[Start of Supplied data]
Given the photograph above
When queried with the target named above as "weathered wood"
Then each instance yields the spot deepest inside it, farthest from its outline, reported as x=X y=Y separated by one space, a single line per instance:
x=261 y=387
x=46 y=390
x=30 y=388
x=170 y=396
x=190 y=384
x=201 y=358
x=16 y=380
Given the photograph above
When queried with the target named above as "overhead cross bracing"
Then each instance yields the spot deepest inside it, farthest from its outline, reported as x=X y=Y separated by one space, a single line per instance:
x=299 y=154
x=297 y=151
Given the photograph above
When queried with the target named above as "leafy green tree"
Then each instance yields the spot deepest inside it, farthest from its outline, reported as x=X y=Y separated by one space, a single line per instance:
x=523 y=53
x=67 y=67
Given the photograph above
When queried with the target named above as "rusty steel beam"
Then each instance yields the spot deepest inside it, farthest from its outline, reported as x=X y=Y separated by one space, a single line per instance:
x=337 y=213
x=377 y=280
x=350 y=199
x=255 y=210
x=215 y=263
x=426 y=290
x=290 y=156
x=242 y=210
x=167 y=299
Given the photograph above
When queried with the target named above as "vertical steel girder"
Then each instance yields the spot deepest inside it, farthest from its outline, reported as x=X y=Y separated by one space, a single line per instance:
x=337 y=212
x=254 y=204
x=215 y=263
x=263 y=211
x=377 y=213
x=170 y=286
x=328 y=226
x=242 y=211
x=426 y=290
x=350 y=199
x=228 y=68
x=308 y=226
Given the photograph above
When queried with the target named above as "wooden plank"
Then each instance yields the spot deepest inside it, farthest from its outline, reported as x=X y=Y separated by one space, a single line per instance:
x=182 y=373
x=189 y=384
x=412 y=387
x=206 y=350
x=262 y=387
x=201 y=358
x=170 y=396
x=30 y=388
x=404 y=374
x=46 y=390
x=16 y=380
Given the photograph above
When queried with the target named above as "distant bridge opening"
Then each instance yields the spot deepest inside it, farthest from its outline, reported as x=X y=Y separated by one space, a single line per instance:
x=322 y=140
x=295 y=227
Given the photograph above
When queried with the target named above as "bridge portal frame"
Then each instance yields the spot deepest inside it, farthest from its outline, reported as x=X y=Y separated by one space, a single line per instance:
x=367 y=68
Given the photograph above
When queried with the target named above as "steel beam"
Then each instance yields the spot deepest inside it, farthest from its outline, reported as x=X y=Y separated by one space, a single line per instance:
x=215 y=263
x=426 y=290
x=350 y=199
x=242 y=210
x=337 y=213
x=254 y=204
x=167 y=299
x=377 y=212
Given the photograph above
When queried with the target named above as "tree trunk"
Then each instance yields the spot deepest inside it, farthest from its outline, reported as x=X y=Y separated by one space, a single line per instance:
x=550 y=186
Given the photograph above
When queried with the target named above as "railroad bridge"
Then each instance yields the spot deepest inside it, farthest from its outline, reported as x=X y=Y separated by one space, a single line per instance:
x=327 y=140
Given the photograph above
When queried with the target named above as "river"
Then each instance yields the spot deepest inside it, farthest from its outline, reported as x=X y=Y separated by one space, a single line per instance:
[End of Supplied data]
• Written instruction
Give the lines from the start of the records up to and including the line containing "x=308 y=226" as a JSON list of strings, one string per line, leaving out any blank lines.

• Response for this exercise
[
  "Given the photograph above",
  "When queried with the target named above as \"weathered wood\"",
  "Then each instance yields the spot deepest inside it, farthest from its outline, reported as x=X y=Y separated by one space, a single line per instance:",
  "x=261 y=387",
  "x=46 y=390",
  "x=30 y=388",
  "x=170 y=396",
  "x=190 y=384",
  "x=201 y=358",
  "x=16 y=380",
  "Given the photograph above",
  "When queried with the target named above as \"overhead cross bracing\"",
  "Then each instance yields the spot deepest inside it, farthest from its outline, reported as x=X y=Y separated by one space, a single line per instance:",
  "x=299 y=154",
  "x=297 y=151",
  "Given the photograph above",
  "When queried with the target named above as \"leafy green tree\"",
  "Then each instance yields the spot deepest inside it, farthest from its outline, reported as x=X y=Y separated by one space, a single line per instance:",
  "x=523 y=53",
  "x=67 y=67",
  "Given the photograph above",
  "When queried with the target named above as \"rusty steel beam\"",
  "Then each instance yields the spot deepest inside it, farthest from its outline, reported as x=X y=Y separated by one space, a single line per instance:",
  "x=337 y=213",
  "x=377 y=280",
  "x=350 y=199",
  "x=255 y=210",
  "x=215 y=263",
  "x=426 y=290",
  "x=290 y=156",
  "x=242 y=210",
  "x=167 y=299",
  "Given the photograph above",
  "When queried with the target named above as \"vertical steel girder\"",
  "Then each instance yields the spot deepest inside it, farthest from its outline, reported as x=X y=Y separated by one space, a single line per instance:",
  "x=337 y=212",
  "x=254 y=204",
  "x=215 y=263",
  "x=263 y=211",
  "x=377 y=213",
  "x=170 y=286",
  "x=328 y=226",
  "x=242 y=211",
  "x=426 y=290",
  "x=350 y=199",
  "x=228 y=68",
  "x=308 y=226"
]